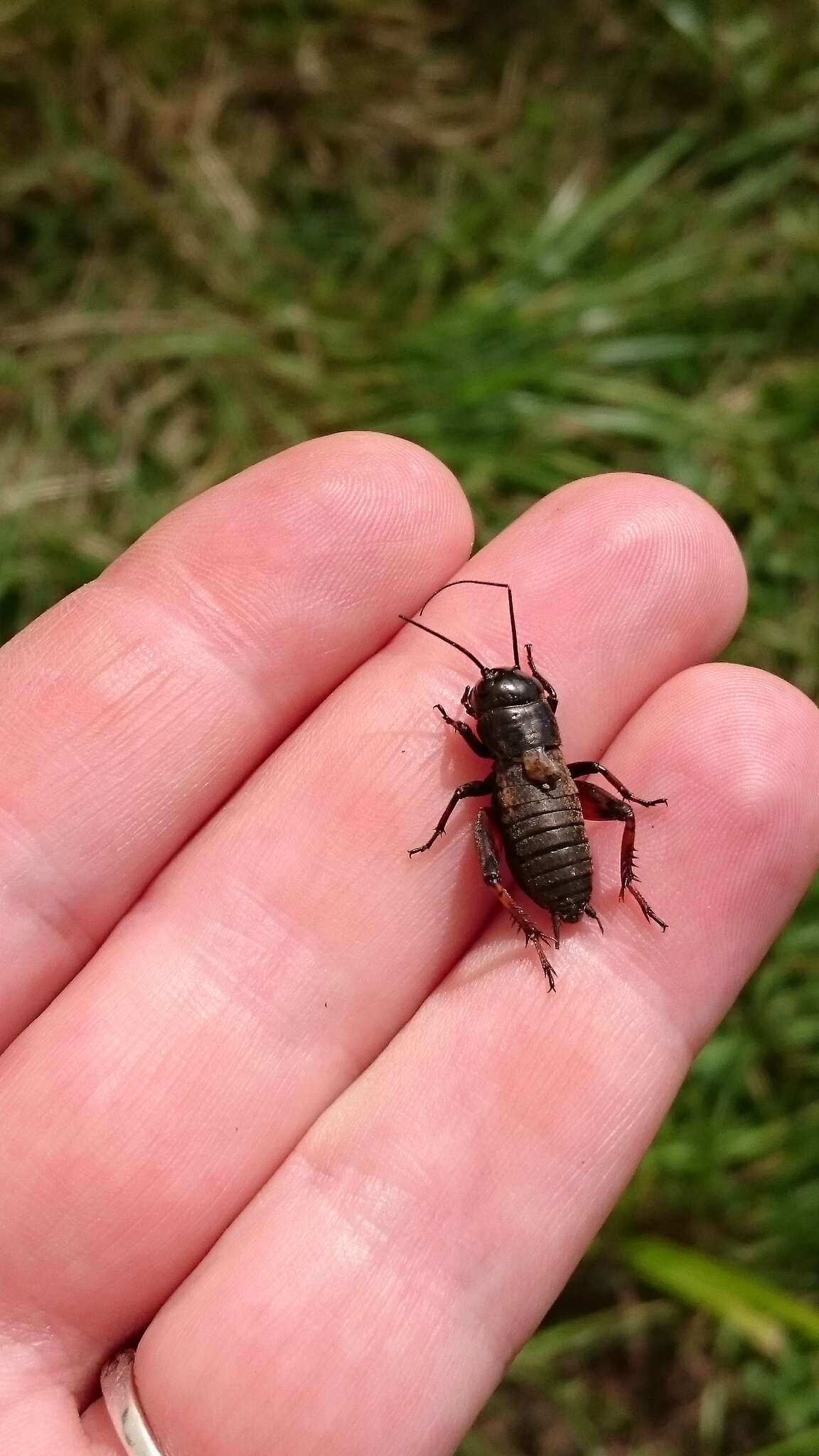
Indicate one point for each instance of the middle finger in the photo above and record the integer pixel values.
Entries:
------------
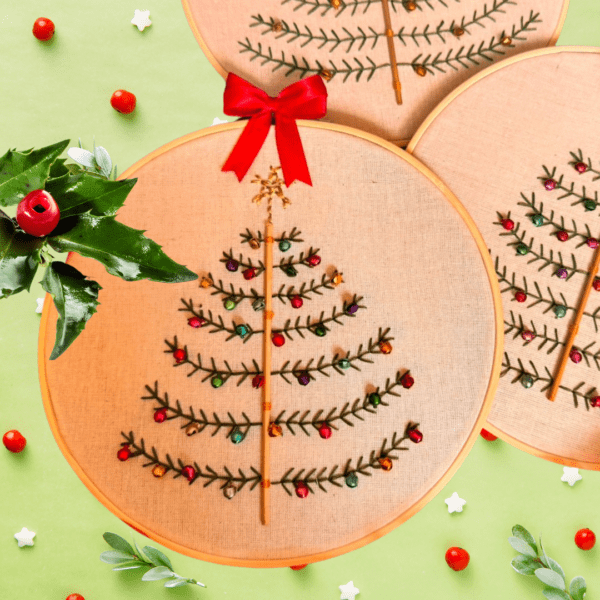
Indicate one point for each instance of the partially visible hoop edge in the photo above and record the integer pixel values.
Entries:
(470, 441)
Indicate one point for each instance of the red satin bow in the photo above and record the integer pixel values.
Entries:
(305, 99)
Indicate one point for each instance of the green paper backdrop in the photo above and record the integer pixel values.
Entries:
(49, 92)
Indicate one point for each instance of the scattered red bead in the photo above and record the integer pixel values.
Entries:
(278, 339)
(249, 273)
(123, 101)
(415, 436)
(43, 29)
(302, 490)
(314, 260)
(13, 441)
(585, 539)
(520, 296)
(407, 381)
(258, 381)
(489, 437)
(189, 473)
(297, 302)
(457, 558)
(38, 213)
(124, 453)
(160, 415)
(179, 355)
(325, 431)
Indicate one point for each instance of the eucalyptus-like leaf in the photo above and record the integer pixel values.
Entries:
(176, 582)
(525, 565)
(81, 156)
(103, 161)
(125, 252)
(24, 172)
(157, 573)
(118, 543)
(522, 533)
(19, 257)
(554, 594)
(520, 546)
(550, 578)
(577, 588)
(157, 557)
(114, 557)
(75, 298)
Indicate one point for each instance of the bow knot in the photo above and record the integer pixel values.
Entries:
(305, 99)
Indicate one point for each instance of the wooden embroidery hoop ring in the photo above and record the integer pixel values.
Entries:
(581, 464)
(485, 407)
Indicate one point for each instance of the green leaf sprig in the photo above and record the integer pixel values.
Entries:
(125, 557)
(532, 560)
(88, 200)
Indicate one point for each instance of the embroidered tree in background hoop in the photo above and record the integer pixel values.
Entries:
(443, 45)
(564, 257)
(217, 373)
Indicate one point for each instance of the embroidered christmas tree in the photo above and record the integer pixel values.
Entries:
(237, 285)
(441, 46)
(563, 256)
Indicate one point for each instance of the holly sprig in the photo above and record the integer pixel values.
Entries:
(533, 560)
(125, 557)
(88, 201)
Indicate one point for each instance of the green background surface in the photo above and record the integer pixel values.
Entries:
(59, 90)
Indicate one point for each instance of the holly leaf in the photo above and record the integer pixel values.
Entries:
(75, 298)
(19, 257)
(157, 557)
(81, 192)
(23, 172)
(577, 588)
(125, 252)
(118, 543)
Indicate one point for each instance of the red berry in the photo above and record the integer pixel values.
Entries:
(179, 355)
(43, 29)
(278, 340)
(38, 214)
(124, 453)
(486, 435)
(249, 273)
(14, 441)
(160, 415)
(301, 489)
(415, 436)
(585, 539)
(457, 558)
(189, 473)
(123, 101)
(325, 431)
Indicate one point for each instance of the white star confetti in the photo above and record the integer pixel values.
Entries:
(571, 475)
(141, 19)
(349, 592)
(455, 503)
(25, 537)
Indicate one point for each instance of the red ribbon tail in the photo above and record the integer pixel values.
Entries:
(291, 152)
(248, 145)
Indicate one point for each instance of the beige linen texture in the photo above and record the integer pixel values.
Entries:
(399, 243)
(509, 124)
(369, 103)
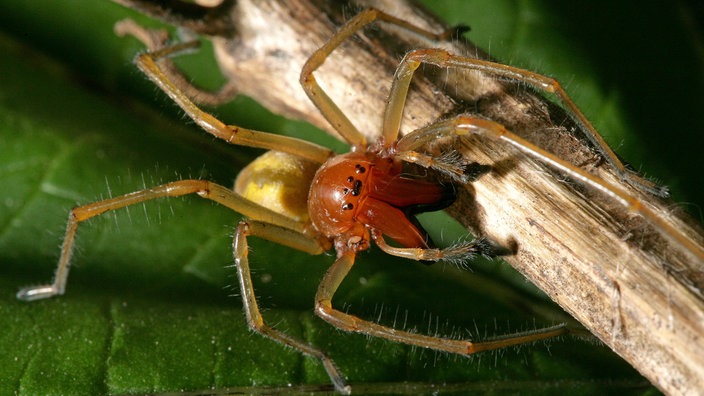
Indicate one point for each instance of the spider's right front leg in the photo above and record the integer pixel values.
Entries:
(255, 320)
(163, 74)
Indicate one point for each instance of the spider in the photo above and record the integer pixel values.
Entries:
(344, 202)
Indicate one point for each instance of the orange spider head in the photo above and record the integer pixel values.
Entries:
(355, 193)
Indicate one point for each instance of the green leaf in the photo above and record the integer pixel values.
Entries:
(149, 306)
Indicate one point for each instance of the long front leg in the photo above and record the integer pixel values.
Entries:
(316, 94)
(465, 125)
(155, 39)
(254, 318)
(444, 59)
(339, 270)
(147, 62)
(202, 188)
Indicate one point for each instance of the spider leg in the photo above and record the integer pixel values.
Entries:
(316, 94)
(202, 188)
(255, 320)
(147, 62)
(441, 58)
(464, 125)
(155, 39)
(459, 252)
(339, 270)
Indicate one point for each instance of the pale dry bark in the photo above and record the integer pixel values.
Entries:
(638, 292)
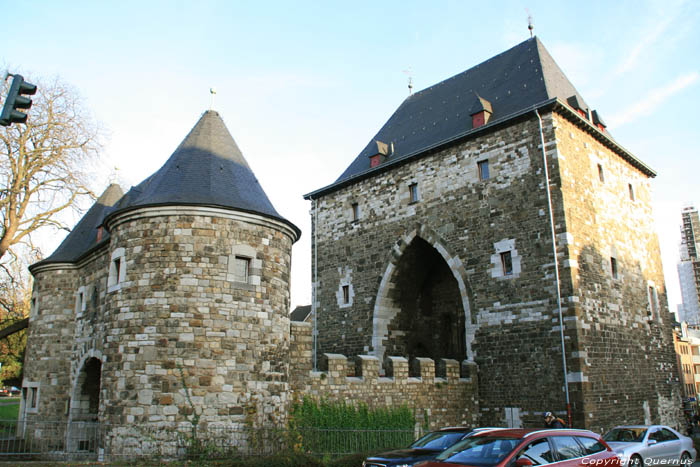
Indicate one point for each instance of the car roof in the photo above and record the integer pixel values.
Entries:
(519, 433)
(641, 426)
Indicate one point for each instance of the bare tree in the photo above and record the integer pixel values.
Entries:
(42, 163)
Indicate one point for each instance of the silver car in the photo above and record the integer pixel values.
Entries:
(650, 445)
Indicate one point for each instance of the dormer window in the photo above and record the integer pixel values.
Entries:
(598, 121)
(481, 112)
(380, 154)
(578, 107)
------------
*TAREA A REALIZAR*. Por favor, reúne todas las líneas de las entradas anteriores que contienen la palabra "embroidered" y cópialas completas.

*RESPUESTA*.
Indicate one point for each instance of the embroidered tree in background hoop in the photo above and record the integer pixel values.
Indicate one point for each instance of the embroidered christmas tree in the photo above and record the integer pixel values.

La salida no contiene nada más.